*Stated task*
Rewrite the data below with "illustration" swapped for "drawing", keeping every other character the same.

*Records for this exercise*
## BEGIN

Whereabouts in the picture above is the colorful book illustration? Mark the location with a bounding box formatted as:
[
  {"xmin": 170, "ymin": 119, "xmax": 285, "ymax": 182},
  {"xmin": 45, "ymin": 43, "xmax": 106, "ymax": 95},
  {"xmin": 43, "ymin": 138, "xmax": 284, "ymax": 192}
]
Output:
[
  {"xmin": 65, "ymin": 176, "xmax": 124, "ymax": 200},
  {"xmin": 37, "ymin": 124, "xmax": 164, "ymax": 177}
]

## END

*Task answer*
Whereabouts in the picture above is the colorful book drawing? Mark the location with a bounding box formatted as:
[
  {"xmin": 170, "ymin": 119, "xmax": 285, "ymax": 182},
  {"xmin": 45, "ymin": 43, "xmax": 106, "ymax": 95},
  {"xmin": 43, "ymin": 138, "xmax": 284, "ymax": 192}
]
Output:
[
  {"xmin": 65, "ymin": 176, "xmax": 124, "ymax": 200},
  {"xmin": 37, "ymin": 124, "xmax": 164, "ymax": 177}
]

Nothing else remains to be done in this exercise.